__PROBLEM__
The data must be returned in full and exactly as given.

__Saved data entries__
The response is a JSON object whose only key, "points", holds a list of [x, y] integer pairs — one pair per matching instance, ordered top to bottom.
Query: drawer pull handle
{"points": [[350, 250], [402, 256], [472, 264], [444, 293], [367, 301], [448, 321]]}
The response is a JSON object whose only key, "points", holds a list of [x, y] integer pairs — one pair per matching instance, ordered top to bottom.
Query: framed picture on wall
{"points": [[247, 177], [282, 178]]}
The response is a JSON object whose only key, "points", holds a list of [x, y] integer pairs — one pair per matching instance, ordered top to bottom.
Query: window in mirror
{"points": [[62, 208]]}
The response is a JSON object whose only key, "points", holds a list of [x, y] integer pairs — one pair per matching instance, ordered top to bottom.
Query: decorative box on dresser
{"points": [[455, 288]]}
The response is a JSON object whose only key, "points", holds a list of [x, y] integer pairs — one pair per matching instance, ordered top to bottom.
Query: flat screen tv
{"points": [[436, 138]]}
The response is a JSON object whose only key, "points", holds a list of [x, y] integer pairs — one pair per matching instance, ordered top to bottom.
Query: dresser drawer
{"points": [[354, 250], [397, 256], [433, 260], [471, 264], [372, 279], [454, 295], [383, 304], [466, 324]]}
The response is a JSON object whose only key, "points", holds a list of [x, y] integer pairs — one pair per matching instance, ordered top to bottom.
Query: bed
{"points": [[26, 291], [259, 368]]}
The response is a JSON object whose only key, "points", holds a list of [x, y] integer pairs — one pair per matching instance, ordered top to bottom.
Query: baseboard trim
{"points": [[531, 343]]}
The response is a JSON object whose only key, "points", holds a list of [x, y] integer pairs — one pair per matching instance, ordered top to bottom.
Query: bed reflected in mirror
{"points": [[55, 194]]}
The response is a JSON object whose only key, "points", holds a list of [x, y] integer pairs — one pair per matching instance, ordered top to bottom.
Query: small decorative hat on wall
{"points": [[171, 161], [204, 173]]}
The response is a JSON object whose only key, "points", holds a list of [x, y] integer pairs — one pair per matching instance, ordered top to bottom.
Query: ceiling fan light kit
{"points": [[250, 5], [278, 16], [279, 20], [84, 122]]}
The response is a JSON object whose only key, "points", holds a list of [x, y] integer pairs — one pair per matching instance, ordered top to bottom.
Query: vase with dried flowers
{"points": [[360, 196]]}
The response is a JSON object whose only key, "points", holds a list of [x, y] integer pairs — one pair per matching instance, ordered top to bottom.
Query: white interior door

__EXERCISE SOLUTION__
The response is a JSON object whose only key, "points", holds a list of [x, y] integer pairs — one pair per matching instance, ordered top to bottom.
Query: drawer pull handle
{"points": [[350, 250], [402, 256], [472, 264], [444, 293], [367, 301], [448, 321]]}
The response is a JSON object whose only key, "points", holds a list of [x, y] integer pairs — one pair per matching instance, ordered top to bottom.
Query: framed picture on wall
{"points": [[247, 177], [282, 178]]}
The response is a JSON object whose only key, "points", holds a list of [x, y] integer pairs — one pair per matching instance, ordered top to bottom.
Query: window in mirror
{"points": [[62, 208]]}
The response is a JSON object whose only key, "points", holds a list of [x, y] integer pairs — one pair per matching instance, ordered top to bottom.
Query: decorative box on dresser
{"points": [[455, 288]]}
The response is a JSON object whose only key, "points", holds a list of [x, y] integer pairs — one pair per matching instance, ordered top to bottom.
Query: flat screen tv
{"points": [[436, 138]]}
The response is a JSON object whose only key, "points", holds a list of [x, y] integer pairs — one pair per matching instance, ordered top to bottom.
Query: dresser drawer
{"points": [[354, 250], [397, 256], [433, 260], [471, 264], [372, 279], [454, 295], [383, 304], [466, 324]]}
The response is a JSON object whose only key, "points", holds a list of [x, y] integer pairs — one pair per matching instance, ordered top to bottom.
Query: bed
{"points": [[26, 291], [259, 368]]}
The response is a JSON object whose only key, "points", holds a list of [x, y] integer pairs — one pair per matching instance, ordered top to bottom.
Query: baseboard trim
{"points": [[531, 343]]}
The response is a JSON object whose only key, "points", holds a list of [x, y] integer pairs — one pair per matching instance, ordered top to bottom.
Query: bed reflected in mirror
{"points": [[55, 194]]}
The response is a JSON object whose only key, "points", holds a list of [x, y] integer pairs — one pair per matching instance, ordered top to bottom.
Query: small decorative hat on wall
{"points": [[171, 161], [204, 173]]}
The response is a JSON object whose only key, "points", holds a list of [x, y] integer pairs — one pair per matching instance, ordered top to bottom.
Query: ceiling fan light kit
{"points": [[250, 5], [278, 16], [279, 20], [84, 122]]}
The response is a JSON object whose only key, "points", holds a list of [x, y] integer pairs — one pair per matching instance, ordered top to bottom.
Query: vase with dried flowers
{"points": [[360, 196]]}
The response is a JSON object whose only key, "points", holds a list of [x, y] integer pairs — one pair per matching instance, ordered top to bottom.
Query: white interior door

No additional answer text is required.